====== Excerpted records

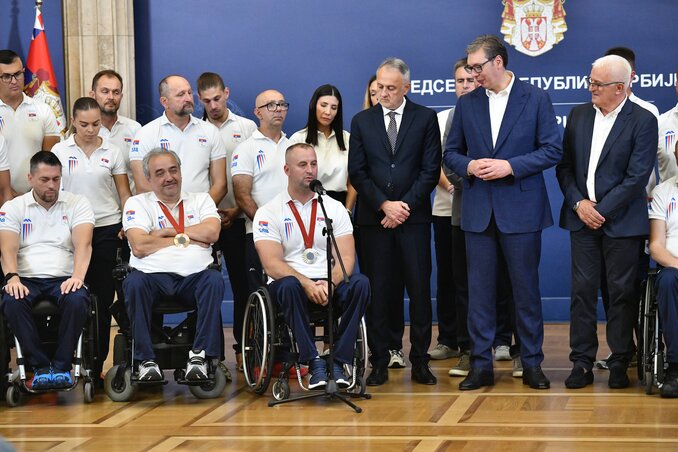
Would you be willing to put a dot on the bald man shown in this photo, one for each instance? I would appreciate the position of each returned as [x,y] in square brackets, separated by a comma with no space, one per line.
[196,142]
[257,169]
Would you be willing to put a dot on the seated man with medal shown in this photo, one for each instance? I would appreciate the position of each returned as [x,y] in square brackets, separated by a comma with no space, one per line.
[170,233]
[288,235]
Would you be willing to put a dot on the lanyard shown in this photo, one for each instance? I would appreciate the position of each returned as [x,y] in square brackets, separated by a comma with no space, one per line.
[308,238]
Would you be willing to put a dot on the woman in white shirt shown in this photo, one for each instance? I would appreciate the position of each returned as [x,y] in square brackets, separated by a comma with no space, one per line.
[95,168]
[325,132]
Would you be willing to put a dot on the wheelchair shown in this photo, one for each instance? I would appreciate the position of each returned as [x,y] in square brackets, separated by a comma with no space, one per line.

============

* _Work to be completed_
The lines beginning with the one that holds "Would you be willing to put a dot on the woman" and ending with the last line of the data above are to be reproduced exactly, and nothing else.

* _Expected output_
Would you be willing to put a dot on the woman in white shirt shown in this photo, one for each instance? I would appreciate the position of each returned as [x,y] in square brackets, separated by a comma with no space, one per line.
[95,168]
[325,132]
Would you be willing to put a dot on the wheelchair shown in this photo, one for each instance? I would appreciate the position of each returned as [x,y] in square brackets, separated by a comma with no space, one per line.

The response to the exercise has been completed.